Directions :: Restate verbatim the span of lines below between the line with "Please spot the dark" and the line with "Please spot the fence", including those two lines, and only that span.

(Records shown begins)

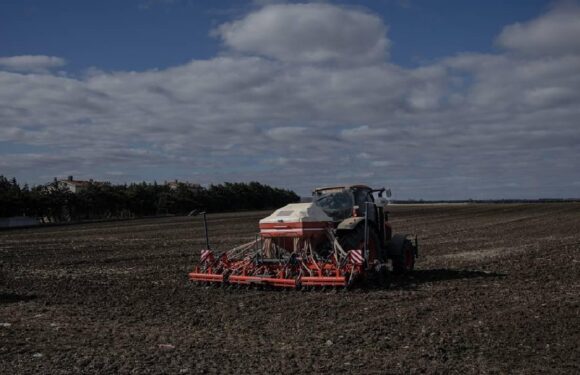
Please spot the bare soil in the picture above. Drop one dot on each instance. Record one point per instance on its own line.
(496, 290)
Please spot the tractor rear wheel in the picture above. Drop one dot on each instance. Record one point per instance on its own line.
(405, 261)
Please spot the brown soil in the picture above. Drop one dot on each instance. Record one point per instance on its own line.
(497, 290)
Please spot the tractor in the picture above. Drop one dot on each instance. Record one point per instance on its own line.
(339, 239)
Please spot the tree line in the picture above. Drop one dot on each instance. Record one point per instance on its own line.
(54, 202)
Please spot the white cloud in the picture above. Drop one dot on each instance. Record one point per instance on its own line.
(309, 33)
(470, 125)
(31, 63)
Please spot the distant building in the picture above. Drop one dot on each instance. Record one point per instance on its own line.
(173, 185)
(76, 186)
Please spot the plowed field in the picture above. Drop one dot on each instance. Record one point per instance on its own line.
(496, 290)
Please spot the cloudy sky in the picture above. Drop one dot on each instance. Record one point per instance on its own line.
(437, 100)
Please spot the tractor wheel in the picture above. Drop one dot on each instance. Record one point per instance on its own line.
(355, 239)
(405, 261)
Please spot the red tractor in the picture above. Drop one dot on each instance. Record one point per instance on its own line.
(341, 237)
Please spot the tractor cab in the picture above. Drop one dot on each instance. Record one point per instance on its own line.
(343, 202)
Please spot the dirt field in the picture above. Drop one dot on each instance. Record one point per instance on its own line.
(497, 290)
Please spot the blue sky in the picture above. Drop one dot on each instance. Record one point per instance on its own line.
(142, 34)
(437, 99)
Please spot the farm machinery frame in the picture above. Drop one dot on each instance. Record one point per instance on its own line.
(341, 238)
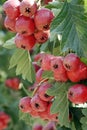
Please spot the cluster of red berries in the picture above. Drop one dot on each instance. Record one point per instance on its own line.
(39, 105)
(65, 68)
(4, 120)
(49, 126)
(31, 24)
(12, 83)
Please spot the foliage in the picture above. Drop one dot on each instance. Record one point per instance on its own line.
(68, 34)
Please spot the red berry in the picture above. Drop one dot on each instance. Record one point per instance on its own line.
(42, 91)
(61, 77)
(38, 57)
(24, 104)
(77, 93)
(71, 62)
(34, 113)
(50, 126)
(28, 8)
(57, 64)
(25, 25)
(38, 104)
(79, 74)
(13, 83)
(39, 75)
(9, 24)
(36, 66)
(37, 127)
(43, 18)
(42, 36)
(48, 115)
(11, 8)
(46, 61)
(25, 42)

(Records shown ends)
(Records shown begins)

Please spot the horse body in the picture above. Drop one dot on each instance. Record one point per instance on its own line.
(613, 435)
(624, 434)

(Records shown ends)
(Records shown begins)

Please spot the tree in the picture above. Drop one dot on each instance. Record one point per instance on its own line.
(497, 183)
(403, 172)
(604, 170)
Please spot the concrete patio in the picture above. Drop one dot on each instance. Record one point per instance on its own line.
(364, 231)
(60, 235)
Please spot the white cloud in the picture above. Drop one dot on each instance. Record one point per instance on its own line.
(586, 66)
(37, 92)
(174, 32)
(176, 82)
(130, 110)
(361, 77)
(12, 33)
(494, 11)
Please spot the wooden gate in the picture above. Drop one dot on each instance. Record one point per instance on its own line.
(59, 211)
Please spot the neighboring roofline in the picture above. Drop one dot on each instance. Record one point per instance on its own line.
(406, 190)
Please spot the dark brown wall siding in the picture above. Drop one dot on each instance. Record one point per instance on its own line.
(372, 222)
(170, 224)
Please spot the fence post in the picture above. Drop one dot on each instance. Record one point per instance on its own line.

(Records shown ends)

Answer to this task ::
Please spot the dark brown wall siding in the picture above. Drop one dot on each instance. Record one point per instance on its own line.
(372, 222)
(170, 224)
Please spot the fence post in the picture above. Drop one dot on each instance. Record one point per instance on its own line.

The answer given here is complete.